• **Text**
• • •

How do I manage application generated speech requests asynchronously?
Last reviewed: 12/14/2021
HOW Article ID: H072122
The information in this article applies to:
- Speech Manager
Summary
Applications may generate speech requests dynamically as a result many different types of interactions creating complex management situations.
More Information
Chant Speech Manager supports two types of speech requests: transcription and speech synthesis.
With transcription requests, audio streams (i.e., buffers and files) serve as audio source for speech recognition.
With synthesis requests, audio is generated from synthesizing speech from text and returned as buffers, file, or streamed for live playback.
Requests are created, scheduled, and destroyed. A request is created with optional parameters that specify the details for transcription or synthesis. Once a request is created, it can be managed with various priorities:
- Cancel - cancel the request;
- Interrupt - cancel the current request and process this request immediately (speech synthesis only);
- Priority - place the request at the head of the queue to be the next request processed; or
- Schedule - append the request at the end of the queue to be processed.
Speech Manager uses the SpeechKit speech API libraries to process the requests. All SpeechKit speech API property setting and event handling is supported.
// Instantiate SpeechManager
NSpeechManager _SpeechManager = new NSpeechManager();
if (_SpeechManager != null)
{
// Set license properties
//_SpeechManager.SetLicense("LicenseRegistrationNumber", "LicenseSerialNumber");
// Else, for evaluation, set only evaluation serial number
_SpeechManager.SetLicense(string.Empty, "EvaluationSerialNumber");
// Create transcription request
NChantTranscribeAudioRequest transcribeRequest = _SpeechManager.CreateTranscribeAudioRequest("", "", "myaudio.wav");
if (transcribeRequest != null)
{
// Register for recognition events
transcribeRequest.RecognitionDictation += Recognizer_RecognitionDictation;
// Optionally register for begin/end events
transcribeRequest.AudioSourceStart += Recognizer_AudioSourceStart;
transcribeRequest.AudioSourceStop += Recognizer_AudioSourceStop;
// Schedule request
transcribeRequest.ScheduleRequest();
// Since we no longer need it, destroy it
transcribeRequest.Dispose();
}
// Create synthesis request
NChantSpeakRequest speakRequest = _SpeechManager.CreateSpeakRequest("See how easy it is to talk with Speech Manager.");
if (speakRequest != null)
{
// Optionally register for begin/end events
speakRequest.AudioDestStart += Synthesizer_AudioDestStart;
speakRequest.AudioDestStop += Synthesizer_AudioDestStop;
speakRequest.Done += Synthesizer_TTSDone;
speakRequest.Started += Synthesizer_TTSStarted;
// Schedule request
speakRequest.ScheduleRequest();
// Since we no longer need it, destroy it
speakRequest.Dispose();
}
}
// Instantiate SpeechManager object
CSpeechManager* _SpeechManager = new CSpeechManager();
if (_SpeechManager =! NULL)

• • •

• **Record list**
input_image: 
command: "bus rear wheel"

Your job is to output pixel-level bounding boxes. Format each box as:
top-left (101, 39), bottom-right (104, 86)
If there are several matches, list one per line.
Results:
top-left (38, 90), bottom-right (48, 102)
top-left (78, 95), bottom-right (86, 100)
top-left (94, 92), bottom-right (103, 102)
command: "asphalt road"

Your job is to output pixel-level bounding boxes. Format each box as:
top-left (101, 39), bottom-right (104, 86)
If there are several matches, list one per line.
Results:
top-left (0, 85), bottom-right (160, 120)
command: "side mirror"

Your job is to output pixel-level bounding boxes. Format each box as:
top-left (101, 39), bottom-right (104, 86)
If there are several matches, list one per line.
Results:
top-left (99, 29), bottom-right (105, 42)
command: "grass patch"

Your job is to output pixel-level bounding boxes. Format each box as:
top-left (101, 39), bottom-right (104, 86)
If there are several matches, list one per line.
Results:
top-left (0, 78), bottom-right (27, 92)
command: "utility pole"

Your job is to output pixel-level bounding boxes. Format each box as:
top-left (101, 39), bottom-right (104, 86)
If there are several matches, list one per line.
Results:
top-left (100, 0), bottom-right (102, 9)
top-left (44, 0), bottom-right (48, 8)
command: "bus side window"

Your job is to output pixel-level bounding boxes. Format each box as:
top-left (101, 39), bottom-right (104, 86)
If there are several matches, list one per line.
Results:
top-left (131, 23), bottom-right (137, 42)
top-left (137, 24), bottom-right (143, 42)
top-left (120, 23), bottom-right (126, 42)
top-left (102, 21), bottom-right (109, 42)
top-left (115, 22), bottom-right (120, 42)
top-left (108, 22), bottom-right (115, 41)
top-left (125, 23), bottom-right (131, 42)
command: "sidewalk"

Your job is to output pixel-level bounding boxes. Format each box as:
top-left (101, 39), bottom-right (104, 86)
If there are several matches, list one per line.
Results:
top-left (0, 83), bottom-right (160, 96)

• • •

• **Problems**
1. From the Speech Manager article, quote the passage that begins with the words containing "How do I manage" and ends with "for live playback.".
2. Name the four options the Speech Manager article lists for managing a request once it has been created.

• **Solutions by task**
1.
How do I manage application generated speech requests asynchronously?
Last reviewed: 12/14/2021
HOW Article ID: H072122
The information in this article applies to:
- Speech Manager
Summary
Applications may generate speech requests dynamically as a result many different types of interactions creating complex management situations.
More Information
Chant Speech Manager supports two types of speech requests: transcription and speech synthesis.
With transcription requests, audio streams (i.e., buffers and files) serve as audio source for speech recognition.
With synthesis requests, audio is generated from synthesizing speech from text and returned as buffers, file, or streamed for live playback.

2. Cancel, Interrupt, Priority, Schedule